Records excerpted from a collection:
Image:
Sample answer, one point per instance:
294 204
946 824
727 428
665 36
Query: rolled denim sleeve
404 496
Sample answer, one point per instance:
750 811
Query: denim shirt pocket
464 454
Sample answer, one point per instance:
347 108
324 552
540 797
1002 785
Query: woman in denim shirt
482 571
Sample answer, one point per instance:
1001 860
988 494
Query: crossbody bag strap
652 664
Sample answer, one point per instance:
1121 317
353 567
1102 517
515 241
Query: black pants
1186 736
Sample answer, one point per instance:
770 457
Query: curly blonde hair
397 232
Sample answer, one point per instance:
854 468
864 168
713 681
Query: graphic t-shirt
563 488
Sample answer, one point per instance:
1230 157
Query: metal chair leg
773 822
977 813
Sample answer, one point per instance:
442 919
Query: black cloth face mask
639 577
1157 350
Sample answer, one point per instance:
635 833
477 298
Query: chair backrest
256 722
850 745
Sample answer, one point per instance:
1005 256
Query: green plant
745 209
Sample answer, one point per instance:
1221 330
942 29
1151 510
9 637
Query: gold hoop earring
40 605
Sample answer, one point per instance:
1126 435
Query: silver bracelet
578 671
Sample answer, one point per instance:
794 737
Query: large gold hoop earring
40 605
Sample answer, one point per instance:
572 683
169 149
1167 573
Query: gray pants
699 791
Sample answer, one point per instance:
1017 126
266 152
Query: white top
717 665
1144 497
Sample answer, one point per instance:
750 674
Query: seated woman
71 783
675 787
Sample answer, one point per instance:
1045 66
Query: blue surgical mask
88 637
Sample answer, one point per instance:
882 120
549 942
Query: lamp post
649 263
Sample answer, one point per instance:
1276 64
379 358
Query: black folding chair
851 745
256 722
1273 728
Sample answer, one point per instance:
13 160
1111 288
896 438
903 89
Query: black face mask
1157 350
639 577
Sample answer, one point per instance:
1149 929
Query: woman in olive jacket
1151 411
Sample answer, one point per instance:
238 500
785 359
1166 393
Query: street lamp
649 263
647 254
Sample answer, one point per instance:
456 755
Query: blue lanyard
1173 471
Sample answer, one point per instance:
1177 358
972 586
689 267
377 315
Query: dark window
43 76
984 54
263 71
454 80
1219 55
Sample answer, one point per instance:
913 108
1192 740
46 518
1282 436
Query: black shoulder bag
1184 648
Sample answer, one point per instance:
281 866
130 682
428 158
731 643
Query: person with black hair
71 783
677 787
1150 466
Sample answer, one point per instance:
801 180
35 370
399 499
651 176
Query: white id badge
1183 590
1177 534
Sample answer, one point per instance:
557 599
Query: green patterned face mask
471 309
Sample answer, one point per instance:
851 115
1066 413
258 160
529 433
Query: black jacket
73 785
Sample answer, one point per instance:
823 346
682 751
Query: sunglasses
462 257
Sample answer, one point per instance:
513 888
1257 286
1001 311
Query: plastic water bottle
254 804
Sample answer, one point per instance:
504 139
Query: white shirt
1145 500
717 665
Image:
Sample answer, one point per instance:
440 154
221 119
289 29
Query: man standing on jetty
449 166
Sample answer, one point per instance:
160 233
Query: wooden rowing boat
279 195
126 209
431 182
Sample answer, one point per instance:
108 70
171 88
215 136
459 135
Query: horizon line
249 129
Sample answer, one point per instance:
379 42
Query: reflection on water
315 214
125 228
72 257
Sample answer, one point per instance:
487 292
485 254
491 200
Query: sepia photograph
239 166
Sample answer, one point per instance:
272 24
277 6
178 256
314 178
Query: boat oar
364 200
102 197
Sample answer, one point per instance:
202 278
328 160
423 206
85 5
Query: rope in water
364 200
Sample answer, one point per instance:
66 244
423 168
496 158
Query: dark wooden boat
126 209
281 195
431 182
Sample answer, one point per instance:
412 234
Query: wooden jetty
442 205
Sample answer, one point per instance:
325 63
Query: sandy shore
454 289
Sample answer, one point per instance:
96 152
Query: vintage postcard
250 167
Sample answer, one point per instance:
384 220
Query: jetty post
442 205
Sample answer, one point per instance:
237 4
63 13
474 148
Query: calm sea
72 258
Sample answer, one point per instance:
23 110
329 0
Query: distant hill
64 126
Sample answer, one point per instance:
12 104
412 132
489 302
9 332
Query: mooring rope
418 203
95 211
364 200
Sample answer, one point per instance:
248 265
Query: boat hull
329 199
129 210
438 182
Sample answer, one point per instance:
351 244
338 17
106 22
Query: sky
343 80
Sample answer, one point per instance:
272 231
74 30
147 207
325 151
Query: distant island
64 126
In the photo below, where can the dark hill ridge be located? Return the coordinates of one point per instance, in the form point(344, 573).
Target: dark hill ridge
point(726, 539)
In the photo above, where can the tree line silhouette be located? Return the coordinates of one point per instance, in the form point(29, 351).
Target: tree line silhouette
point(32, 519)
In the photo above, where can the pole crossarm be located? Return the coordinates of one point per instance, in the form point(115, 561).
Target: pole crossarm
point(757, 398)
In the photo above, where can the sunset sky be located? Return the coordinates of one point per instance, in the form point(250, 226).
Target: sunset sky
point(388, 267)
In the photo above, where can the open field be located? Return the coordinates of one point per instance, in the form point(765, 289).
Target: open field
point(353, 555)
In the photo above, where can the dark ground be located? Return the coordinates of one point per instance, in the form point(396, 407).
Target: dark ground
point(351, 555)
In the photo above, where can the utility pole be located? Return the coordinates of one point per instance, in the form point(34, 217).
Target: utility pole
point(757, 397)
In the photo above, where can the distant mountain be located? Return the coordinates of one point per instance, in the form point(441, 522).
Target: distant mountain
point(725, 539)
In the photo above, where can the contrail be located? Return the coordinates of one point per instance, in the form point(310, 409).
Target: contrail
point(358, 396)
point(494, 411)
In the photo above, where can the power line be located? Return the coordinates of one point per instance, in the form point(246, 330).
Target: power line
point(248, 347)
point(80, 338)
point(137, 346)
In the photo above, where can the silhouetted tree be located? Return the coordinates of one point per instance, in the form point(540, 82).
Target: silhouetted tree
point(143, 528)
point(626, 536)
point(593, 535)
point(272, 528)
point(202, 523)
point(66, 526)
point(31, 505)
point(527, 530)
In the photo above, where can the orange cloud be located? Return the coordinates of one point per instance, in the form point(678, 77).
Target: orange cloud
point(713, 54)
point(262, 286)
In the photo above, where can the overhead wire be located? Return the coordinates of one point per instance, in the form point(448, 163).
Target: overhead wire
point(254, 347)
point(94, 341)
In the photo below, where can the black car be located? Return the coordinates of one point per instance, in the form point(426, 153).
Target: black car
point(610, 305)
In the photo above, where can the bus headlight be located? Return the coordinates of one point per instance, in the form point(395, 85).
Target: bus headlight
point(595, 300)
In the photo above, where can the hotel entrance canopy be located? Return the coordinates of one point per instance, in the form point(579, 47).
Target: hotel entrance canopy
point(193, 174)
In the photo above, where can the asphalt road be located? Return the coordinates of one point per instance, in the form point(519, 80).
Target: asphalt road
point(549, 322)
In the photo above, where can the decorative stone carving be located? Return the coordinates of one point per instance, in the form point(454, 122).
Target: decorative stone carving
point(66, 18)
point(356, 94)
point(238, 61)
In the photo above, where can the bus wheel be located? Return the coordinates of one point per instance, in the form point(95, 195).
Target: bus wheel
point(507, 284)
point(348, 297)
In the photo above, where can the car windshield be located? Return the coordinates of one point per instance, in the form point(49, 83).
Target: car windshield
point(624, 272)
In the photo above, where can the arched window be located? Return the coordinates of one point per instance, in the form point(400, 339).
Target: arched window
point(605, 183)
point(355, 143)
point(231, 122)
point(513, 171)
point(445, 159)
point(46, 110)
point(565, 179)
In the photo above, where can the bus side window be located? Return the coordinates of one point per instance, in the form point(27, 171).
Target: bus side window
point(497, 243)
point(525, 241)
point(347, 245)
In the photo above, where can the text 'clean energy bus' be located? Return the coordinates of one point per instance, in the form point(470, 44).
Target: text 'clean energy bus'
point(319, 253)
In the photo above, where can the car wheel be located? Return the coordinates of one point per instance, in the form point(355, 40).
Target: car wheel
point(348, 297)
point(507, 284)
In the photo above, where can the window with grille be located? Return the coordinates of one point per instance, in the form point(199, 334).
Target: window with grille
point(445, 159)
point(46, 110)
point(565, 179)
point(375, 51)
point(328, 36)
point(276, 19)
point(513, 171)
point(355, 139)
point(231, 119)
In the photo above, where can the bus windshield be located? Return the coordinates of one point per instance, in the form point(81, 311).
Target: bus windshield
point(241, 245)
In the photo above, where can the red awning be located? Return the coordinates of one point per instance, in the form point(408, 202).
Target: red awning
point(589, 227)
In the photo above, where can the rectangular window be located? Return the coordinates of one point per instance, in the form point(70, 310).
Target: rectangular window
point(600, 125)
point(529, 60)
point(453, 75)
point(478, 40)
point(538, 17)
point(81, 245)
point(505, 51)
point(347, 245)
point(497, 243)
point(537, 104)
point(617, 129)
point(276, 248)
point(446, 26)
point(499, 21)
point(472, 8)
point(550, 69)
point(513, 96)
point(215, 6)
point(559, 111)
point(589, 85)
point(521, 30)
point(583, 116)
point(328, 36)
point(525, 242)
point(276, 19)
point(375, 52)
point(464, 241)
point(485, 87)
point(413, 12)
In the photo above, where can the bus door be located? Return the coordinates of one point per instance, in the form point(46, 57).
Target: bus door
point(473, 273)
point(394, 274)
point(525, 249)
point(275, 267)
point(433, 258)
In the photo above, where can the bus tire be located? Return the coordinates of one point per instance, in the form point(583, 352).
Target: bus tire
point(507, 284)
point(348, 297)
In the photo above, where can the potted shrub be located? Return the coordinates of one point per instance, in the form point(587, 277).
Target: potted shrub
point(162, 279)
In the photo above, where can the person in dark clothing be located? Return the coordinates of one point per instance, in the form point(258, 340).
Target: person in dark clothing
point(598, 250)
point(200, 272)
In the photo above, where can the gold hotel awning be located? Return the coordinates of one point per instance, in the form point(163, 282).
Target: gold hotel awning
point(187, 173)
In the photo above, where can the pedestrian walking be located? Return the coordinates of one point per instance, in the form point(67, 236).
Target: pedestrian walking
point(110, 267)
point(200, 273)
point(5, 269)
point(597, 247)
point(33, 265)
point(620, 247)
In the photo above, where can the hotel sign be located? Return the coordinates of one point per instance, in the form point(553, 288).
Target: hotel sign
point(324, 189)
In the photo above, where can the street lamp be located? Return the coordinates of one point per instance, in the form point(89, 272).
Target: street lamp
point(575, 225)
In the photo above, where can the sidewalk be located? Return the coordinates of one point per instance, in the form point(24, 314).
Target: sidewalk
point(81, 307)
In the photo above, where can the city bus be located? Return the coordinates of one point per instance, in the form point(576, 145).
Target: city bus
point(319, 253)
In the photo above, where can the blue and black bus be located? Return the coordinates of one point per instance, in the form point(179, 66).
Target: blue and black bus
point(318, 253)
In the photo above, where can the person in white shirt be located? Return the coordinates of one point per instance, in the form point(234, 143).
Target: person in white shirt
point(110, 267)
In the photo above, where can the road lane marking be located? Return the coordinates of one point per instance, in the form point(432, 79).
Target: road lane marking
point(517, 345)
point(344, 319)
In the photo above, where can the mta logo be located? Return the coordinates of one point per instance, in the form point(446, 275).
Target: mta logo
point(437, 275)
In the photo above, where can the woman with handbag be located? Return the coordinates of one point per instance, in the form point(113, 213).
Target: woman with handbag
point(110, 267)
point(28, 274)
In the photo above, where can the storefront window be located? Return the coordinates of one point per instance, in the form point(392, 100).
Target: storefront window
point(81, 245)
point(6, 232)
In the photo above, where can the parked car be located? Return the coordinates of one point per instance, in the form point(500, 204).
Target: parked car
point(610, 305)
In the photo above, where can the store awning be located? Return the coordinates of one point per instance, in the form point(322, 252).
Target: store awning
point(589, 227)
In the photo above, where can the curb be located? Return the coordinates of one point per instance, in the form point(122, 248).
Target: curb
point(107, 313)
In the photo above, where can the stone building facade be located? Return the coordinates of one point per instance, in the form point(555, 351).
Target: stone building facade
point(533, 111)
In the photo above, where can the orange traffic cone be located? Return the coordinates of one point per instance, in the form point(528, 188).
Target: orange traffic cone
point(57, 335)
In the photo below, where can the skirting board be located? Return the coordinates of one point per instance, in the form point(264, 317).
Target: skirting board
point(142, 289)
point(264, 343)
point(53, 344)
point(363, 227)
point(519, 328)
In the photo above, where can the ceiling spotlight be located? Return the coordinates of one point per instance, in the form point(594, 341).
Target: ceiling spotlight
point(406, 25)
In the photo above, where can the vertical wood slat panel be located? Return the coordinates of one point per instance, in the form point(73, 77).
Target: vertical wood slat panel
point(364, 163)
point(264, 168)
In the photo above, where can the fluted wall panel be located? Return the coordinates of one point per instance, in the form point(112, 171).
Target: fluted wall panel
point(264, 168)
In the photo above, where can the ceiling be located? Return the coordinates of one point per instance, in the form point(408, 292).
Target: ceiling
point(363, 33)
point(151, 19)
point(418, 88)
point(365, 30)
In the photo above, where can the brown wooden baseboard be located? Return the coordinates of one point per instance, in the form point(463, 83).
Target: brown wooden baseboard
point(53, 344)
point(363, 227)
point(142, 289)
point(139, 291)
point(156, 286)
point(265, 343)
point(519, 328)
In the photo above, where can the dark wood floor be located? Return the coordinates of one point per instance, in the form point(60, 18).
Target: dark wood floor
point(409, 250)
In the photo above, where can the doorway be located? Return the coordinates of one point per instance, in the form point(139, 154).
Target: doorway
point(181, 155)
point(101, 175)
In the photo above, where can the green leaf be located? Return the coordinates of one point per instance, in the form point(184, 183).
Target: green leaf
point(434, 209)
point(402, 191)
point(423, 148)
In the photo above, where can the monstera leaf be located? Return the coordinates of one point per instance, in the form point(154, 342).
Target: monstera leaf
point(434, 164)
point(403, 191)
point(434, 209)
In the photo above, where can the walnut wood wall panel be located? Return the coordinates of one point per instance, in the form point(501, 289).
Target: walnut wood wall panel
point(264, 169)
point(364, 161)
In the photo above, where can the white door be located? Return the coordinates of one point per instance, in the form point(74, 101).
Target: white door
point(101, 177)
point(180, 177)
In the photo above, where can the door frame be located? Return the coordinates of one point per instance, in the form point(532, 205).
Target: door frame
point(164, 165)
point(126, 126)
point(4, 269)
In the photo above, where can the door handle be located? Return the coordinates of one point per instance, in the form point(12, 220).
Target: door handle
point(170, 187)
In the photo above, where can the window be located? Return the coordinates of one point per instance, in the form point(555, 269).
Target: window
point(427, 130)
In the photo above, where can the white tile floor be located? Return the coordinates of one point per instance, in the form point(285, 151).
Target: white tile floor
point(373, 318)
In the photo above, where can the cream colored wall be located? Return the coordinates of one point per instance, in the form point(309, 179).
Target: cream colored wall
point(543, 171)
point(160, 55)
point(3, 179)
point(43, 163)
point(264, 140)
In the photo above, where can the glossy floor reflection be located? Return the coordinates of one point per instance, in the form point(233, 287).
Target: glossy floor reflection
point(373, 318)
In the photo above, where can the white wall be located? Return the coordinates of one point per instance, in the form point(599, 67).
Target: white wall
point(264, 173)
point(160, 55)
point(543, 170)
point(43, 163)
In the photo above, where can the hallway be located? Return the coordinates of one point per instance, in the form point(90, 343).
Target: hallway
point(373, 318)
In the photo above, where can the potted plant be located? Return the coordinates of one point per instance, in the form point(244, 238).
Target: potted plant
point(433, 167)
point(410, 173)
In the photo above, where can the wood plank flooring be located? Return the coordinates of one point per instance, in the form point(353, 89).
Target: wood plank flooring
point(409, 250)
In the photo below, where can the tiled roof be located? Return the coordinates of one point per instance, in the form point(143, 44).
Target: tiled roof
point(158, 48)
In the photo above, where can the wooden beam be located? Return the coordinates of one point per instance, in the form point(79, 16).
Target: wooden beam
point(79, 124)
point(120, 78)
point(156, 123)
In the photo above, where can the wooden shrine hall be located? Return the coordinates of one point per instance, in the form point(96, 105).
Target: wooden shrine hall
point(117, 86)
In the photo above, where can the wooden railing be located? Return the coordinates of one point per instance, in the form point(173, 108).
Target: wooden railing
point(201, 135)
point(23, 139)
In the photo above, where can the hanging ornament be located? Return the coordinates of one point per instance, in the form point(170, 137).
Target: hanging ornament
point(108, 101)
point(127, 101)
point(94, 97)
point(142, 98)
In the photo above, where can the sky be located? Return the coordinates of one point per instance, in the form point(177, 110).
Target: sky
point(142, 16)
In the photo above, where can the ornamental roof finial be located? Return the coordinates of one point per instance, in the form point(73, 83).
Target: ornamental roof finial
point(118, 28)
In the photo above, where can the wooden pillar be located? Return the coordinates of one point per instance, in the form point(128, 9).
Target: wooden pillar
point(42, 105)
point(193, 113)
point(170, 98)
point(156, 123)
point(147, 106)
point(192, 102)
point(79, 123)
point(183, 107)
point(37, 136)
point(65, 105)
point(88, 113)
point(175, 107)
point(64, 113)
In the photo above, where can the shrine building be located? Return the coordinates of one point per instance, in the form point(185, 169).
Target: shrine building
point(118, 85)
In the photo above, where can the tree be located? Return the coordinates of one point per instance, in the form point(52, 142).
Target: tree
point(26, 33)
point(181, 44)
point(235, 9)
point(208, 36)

**Exercise directions:**
Reproduce, word for word, only the lines from the one that contains "In the photo above, where can the shrine" through the final line.

**Written answer:**
In the photo above, where can the shrine building be located? Return the coordinates of one point per instance, in the form point(185, 169).
Target: shrine building
point(118, 85)
In the photo above, where can the tree be located? Return the coordinates of one point per instance, in the form point(52, 142).
Target: tree
point(26, 33)
point(181, 44)
point(235, 9)
point(208, 36)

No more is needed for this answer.